** START OF TEXT PASSAGE **

# Book: FourClassicalAlgebrasDraft

My latest answer as to why there are four classical Lie groups and algebras.

• How do the four Lie groups and algebras frame four different geometries?
• Define the "highest vector" onto which all of the simple roots have positive projections. What are the allowable projections, as fractions of an integer?

I will share the progress I have made in attempting to answer my question. So far this is mostly a collection of ideas. I need to learn more mathematics and connect the dots. I appreciate related thoughts.

Models of physics inspire mathematics, give meaning to it, and make it intuitive. Models of cognition could likewise, and arguably, even more centrally, in the case of models of cognition of mathematics. Algebraic combinatorics is a relevant approach where it tries to interpret algebraic truths so as to make intuitive sense of them and thus learn more from them.

The four classical Lie algebras and groups seem to express the symmetries of the possible mental interpretations of a product {$x_1 x_2 \dots x_n$}. I am investigating this idea in three related mathematical realms.

• I) Choice. Four different notions of choice yield different interpretations of the binomial expansion, thus generate distinct combinatorial worldviews, and in particular, give rise to three distinct symmetry groups.
• II) Counting. Two directions of counting, forwards and backwards, can be related in four different ways that characterize the Lie algebra root systems {$A_n$}, {$B_n$}, {$C_n$}, {$D_n$}.
• III) Geometry. The different kinds of duality (negation, conjugation, reversal) inherent in the construction of numbers ({$\mathbb{R}$}, {$\mathbb{C}$} and {$\mathbb{H}$}) give rise to different geometries (affine, projective, conformal and symplectic).
• IV) Rotations. Rotations in a sphere of real numbers (of even or odd dimension), complex numbers or quaternions.
• V) Inverses. The different groups are different ways, combinatorially, of expressing inversion of composition.
• VI) Matrix symmetries. The different Lie algebras manifest different symmetries inherent in square matrices.
• VII) Bilinear forms. The different Lie algebras express different bilinear forms.
• VIII) Cartan subalgebras
• IX) Generalized Cartan matrices

I) Choice

Let us be careful to distinguish two very different kinds of choices, symmetric and asymmetric.

In a symmetric choice, we are choosing between labels which can be switched around, as with "this" and "that". This is the case with an implicit choice, where you took one or the other possibility. In nature, you can observe that an electron moved {$\leftarrow$} "left" or "right" {$\rightarrow$}.

In an asymmetric choice, we ourselves make a commitment to one of the opposites which makes it syntactically different from the other. This is the case with an explicit choice, where we intentionally set the choice up so that either we accept the option, and mean "yes", or we explicitly reject it, and mean "no". This is the case when a scientist explicitly conducts an experiment and externally, on the metalevel, concludes that "something happened" or "nothing happened".

** END OF TEXT PASSAGE **

For each statement, answer yes or no on whether it agrees with the draft on the four classical Lie algebras, and quote the deciding words from the draft: (a) In a symmetric choice, the labels being chosen between can be switched around. (b) An asymmetric choice is the case with an implicit choice. (c) The two directions of counting can be related in four different ways.

** START OF EXCERPTED RECORDS **

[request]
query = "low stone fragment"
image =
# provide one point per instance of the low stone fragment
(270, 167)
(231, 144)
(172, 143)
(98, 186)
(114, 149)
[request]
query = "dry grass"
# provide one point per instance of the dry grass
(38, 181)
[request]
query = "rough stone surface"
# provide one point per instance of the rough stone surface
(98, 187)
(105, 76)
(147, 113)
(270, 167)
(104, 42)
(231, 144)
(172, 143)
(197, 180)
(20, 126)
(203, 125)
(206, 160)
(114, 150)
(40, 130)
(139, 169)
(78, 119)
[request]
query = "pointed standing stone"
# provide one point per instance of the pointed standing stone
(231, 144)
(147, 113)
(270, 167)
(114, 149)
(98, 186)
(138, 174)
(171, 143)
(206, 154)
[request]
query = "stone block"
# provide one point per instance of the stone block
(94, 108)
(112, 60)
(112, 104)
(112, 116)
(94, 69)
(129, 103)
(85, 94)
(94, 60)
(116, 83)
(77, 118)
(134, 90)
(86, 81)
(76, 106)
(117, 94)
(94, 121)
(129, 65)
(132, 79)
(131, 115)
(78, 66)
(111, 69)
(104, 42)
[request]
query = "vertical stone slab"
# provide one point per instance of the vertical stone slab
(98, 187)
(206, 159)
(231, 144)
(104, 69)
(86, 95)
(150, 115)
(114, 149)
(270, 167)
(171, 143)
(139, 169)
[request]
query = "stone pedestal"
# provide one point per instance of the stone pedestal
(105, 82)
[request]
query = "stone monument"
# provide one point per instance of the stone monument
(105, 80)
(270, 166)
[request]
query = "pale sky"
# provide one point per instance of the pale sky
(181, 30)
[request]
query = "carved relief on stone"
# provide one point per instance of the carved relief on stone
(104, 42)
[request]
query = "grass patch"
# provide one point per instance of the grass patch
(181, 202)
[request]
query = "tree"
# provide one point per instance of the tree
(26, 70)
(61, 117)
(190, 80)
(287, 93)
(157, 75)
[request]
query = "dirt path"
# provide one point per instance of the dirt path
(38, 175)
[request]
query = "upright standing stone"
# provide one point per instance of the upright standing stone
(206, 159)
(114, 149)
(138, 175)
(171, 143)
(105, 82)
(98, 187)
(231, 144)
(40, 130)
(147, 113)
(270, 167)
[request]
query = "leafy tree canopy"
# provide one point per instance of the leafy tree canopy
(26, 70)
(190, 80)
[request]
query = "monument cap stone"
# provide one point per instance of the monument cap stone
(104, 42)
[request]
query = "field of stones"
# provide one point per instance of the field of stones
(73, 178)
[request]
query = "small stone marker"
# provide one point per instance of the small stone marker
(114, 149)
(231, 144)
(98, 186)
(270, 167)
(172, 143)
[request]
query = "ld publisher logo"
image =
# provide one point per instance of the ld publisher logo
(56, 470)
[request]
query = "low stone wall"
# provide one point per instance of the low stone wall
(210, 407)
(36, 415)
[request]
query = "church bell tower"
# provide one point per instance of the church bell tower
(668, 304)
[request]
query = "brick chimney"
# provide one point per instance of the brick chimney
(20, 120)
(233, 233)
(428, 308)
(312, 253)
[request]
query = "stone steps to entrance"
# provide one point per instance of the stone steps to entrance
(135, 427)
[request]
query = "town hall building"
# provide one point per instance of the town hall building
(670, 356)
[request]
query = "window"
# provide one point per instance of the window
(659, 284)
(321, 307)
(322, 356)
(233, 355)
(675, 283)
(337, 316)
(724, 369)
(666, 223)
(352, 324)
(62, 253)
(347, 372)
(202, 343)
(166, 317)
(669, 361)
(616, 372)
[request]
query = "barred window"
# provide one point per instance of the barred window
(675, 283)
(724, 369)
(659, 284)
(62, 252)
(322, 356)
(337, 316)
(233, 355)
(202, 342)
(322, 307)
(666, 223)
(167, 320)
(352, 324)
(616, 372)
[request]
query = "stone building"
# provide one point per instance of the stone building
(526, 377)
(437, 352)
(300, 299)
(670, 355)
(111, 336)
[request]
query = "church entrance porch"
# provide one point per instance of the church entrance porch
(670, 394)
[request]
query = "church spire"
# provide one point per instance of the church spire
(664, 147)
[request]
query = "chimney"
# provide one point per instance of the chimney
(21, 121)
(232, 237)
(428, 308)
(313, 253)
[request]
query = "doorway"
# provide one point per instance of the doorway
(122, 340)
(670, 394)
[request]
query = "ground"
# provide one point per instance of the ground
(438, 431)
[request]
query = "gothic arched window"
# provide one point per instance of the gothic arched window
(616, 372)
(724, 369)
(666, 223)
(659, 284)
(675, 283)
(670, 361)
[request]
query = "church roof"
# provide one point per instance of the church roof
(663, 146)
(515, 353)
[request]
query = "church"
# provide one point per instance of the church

** END OF EXCERPTED RECORDS **
** START OF EXCERPTED RECORDS **

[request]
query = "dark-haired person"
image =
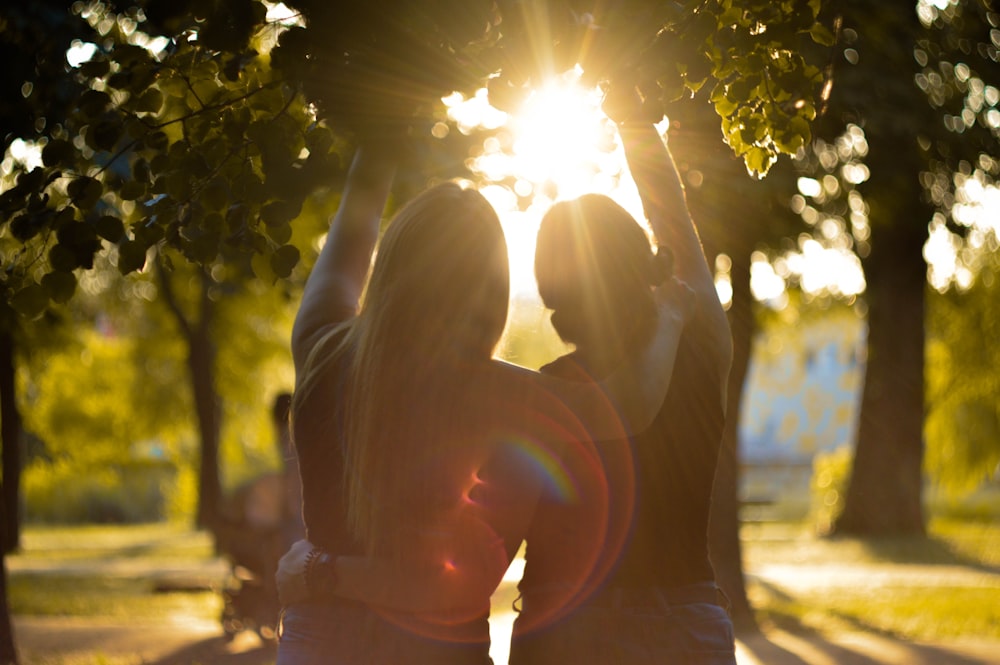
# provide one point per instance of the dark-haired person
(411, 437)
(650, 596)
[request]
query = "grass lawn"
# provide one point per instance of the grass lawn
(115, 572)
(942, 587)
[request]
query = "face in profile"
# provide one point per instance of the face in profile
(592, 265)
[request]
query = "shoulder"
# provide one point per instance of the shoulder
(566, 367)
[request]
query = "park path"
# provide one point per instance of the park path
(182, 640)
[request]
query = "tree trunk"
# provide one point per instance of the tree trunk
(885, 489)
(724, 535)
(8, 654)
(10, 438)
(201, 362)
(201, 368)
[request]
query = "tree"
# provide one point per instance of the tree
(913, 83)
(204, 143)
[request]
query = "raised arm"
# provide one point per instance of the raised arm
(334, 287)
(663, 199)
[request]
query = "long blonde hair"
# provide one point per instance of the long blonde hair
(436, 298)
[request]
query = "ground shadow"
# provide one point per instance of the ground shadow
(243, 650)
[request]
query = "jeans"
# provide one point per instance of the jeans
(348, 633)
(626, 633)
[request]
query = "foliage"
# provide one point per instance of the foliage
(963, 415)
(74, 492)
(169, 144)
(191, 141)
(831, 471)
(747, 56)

** END OF EXCERPTED RECORDS **

▸ **ANSWER TO THIS TASK**
(a) Yes: "we are choosing between labels which can be switched around"
(b) No: "This is the case with an explicit choice"
(c) Yes: "Two directions of counting, forwards and backwards, can be related in four different ways"